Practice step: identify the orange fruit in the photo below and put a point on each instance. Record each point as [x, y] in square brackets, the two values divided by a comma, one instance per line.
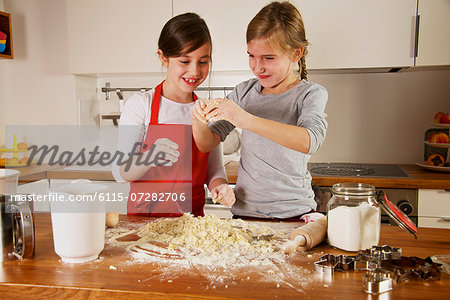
[22, 146]
[23, 160]
[12, 161]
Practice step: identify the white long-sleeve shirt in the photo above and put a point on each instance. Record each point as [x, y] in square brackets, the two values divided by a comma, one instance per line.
[134, 122]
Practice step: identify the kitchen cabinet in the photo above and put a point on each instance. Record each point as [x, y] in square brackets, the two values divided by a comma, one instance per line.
[38, 188]
[113, 36]
[115, 198]
[359, 34]
[227, 22]
[434, 39]
[434, 208]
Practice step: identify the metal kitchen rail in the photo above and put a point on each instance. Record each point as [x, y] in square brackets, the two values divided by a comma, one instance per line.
[107, 89]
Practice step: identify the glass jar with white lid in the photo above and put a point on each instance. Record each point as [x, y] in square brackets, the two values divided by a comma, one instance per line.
[354, 217]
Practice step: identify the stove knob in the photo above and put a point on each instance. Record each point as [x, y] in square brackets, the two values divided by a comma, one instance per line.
[405, 207]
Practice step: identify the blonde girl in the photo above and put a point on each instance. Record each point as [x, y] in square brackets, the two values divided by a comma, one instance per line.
[281, 115]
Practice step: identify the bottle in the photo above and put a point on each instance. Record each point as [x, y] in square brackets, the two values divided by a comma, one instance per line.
[354, 217]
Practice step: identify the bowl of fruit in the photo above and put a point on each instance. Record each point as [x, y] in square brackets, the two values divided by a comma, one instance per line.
[441, 120]
[16, 156]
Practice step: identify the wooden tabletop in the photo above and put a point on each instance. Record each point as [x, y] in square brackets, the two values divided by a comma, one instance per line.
[115, 275]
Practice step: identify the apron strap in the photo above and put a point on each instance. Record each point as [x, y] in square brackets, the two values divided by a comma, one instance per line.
[155, 104]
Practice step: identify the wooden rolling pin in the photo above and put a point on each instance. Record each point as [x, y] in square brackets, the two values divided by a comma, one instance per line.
[307, 236]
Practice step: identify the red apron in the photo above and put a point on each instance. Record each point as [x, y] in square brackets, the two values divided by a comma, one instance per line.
[170, 191]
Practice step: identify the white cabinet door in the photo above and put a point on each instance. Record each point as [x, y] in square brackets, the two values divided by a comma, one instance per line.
[40, 190]
[115, 197]
[434, 33]
[227, 22]
[115, 36]
[434, 208]
[359, 33]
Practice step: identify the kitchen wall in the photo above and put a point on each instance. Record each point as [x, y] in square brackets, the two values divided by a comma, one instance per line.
[378, 117]
[35, 86]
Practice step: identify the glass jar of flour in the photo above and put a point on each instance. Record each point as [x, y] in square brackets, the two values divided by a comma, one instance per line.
[354, 217]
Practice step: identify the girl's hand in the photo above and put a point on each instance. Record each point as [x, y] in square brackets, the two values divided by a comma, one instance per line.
[169, 148]
[198, 110]
[224, 109]
[223, 194]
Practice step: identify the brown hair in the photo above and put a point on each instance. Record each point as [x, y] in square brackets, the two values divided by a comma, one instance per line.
[183, 34]
[282, 25]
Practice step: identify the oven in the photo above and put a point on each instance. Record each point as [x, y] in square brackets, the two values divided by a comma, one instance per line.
[405, 199]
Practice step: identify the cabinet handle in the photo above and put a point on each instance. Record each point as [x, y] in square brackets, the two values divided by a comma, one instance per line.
[416, 37]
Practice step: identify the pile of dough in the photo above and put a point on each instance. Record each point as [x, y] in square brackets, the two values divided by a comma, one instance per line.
[208, 237]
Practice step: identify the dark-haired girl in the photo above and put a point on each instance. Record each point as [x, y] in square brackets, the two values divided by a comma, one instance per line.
[167, 172]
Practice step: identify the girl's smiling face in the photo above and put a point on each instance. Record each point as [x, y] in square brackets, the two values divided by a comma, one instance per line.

__ACTION ITEM__.
The entries above need to be repeated in full, word for word. Skip the images.

__RESULT OF THE EXERCISE__.
Practice step: identify the orange fruit in the photo below and put a point on each instance. Record each point as [x, y] in square brackets, the two values divided by a comma, one instance per line.
[22, 146]
[23, 160]
[12, 161]
Practice step: identify the white long-sleeve shirt in the photo above and put a point on each instance. Record each point as [x, y] in square brackets, the two values divided by a comma, one instance per line.
[134, 122]
Practice step: identify the kitchen cabinet in the photo above and put a point on each instance. Record each point as [x, y] in square brackets, the two values divided by a comma, one instance per line.
[38, 188]
[113, 36]
[115, 198]
[359, 34]
[227, 22]
[434, 39]
[434, 208]
Practice step: identify the metal kitchen rail in the photo above and put a point on each instance. Record each point as [x, y] in square brackets, the two values divided by a comma, one instance per line.
[107, 89]
Practice step: identify the glass jar with white lid in the photo above and put a point on each instance. Record each point as [x, y] in square brackets, the two values divided by a comma, one instance per line.
[354, 217]
Practice step: identify the stove knob in the photo above and put a point on each instance. Record each point as [x, y] in square brackets, the two values divided by a comma, one instance per line.
[405, 207]
Practice step: identify the blonde girl in the photo above and put a point on each instance. Record each point as [x, y] in square brackets, the two values divided by a comma, one instance per line.
[281, 115]
Practice step: identify the bottle in the photo above and put a point on each instance. Record each point as [x, y] in square brackets, the two values divided by a comma, one instance per line.
[354, 217]
Practice step: identify the bowl of fruit in the photo above and put a point on each instance. Record each point as [x, y] in square brackets, the two values divided by a comma, one instance per line.
[441, 120]
[16, 156]
Practice step: identify the wooden tabletop in the photo above and put a point on each instance. Record each point as [x, y] in square brackets, the two values divided by a comma, one instance per line.
[115, 275]
Practice step: identify the apron strap in the photo above and put a point on each instance. Record each point as [x, y] in square brackets, the two values divided by a comma, one instance per line.
[155, 104]
Practice step: identify the wooden rolling pin in the photo above and put a point on each instance. Record each point as [x, y] in square brackets, the two values divided by a comma, one instance per line.
[307, 236]
Practice step: identify the red apron in the photo above and put a point on each instance. Record each point as [x, y] in square brackets, the two values divided by a comma, one instance per line.
[170, 191]
Practice step: identify the white cabinet door in the photo above and put a point on each instance. Record each point as [x, y] in square brackets, the two values divided by a comma, one instance per line.
[40, 190]
[115, 197]
[434, 33]
[227, 22]
[115, 36]
[434, 208]
[359, 33]
Practice step: identify the kitchen wall in the photo above and put a point on each instance. Record each point as [x, y] in square brackets, the two values divided by a comma, one instance per line.
[378, 117]
[35, 86]
Practice step: identify the glass jar of flour in the photo above and put a point on each instance. Record each point as [x, y] in square brackets, the two values divided by a comma, one instance per line.
[354, 217]
Practice step: identify the girl's hand in the photo above and put a point on each instance. Record each point as [x, y] in square brackets, the two values divided by a comma, one instance per line.
[169, 148]
[198, 110]
[224, 109]
[223, 194]
Practice step: identify the brown hair in the photo above and put a point on each instance. Record each point as [x, y] in square brackets, the two values divided by a comma, one instance per line.
[183, 34]
[282, 25]
Practice step: identify the oven in the photo above and put a point on each instance. Record each point as [x, y] in square brackets, the two values divided by a comma, one instance per line.
[405, 199]
Practice step: identify the cabinet handle in the photo above and put a point on each instance. Record each point as [x, y] in square brackets, the two values divided by a comma, one instance per line.
[416, 37]
Practice step: identify the pile of dough in the photo above and put a point on each instance. Record each point as [x, y] in square brackets, the two values divided by a comma, one instance per line.
[208, 237]
Practice step: identify the dark-haired girl in the photo above and put a point on each instance. Record each point as [x, y] in square brackets, the two values divided by a comma, one instance per line.
[167, 172]
Practice step: identify the girl's smiling face in the photo above and put a point on each instance. Record each point as [x, y] in square brackets, the two values divided by a comma, one instance per line.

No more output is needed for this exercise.